▶ _Supplied material_:
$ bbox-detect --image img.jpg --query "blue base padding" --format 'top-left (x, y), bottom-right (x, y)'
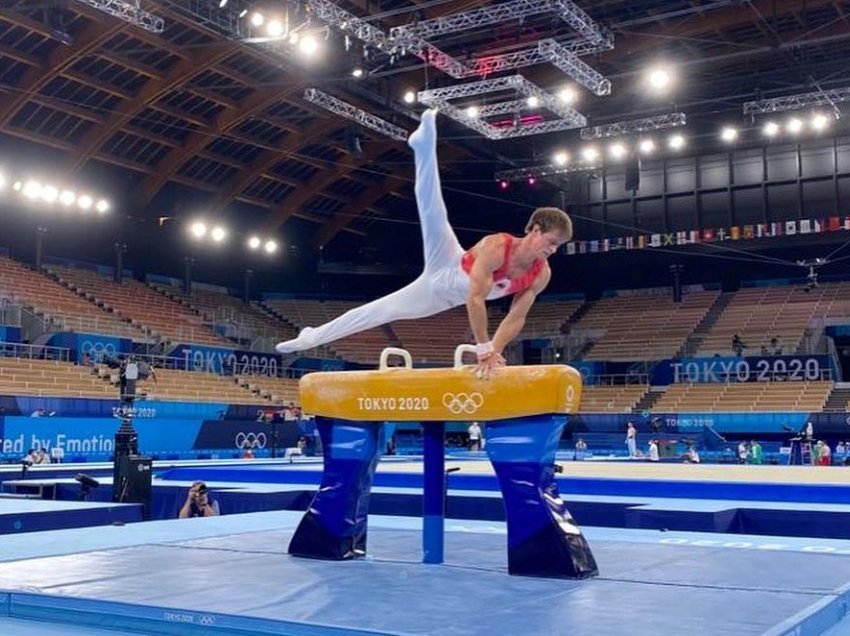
top-left (0, 500), bottom-right (142, 534)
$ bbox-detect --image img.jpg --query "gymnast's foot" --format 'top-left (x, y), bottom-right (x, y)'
top-left (275, 327), bottom-right (316, 354)
top-left (407, 108), bottom-right (438, 153)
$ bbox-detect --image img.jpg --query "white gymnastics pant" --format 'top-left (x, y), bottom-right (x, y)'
top-left (275, 110), bottom-right (469, 354)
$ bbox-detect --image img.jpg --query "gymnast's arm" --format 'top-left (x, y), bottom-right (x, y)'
top-left (465, 234), bottom-right (505, 350)
top-left (492, 264), bottom-right (551, 355)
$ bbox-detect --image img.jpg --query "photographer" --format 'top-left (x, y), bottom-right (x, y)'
top-left (178, 481), bottom-right (220, 518)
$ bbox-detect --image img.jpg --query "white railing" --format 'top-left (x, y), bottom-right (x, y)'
top-left (0, 341), bottom-right (70, 361)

▶ _Work instruction_: A precise repetition of every entry, free of pictures, is the expected answer.

▶ _Solution below_:
$ bbox-detect --image img.jpg --query "blue base padding" --format 'top-left (x, y), bottom-right (x, y)'
top-left (0, 500), bottom-right (142, 534)
$ bbox-detect --image img.jpg --query "gymnast's foot" --format 'top-left (x, y), bottom-right (x, y)'
top-left (275, 327), bottom-right (316, 354)
top-left (407, 108), bottom-right (438, 153)
$ bbox-detect --image img.jpg --query "white gymnastics pant" --format 'top-left (x, y), bottom-right (x, y)'
top-left (275, 110), bottom-right (469, 354)
$ bbox-detect --image img.jpg --query "gymnast's arm" --format 'top-left (x, y), bottom-right (x, y)'
top-left (465, 234), bottom-right (505, 350)
top-left (492, 264), bottom-right (551, 355)
$ bbox-detect --image img.jpg --query "photographer" --format 'top-left (x, y), bottom-right (x, y)'
top-left (178, 481), bottom-right (220, 518)
$ bbox-detect --image img.jpg --query "white railing" --format 'top-left (x, y), bottom-right (x, y)'
top-left (0, 341), bottom-right (70, 361)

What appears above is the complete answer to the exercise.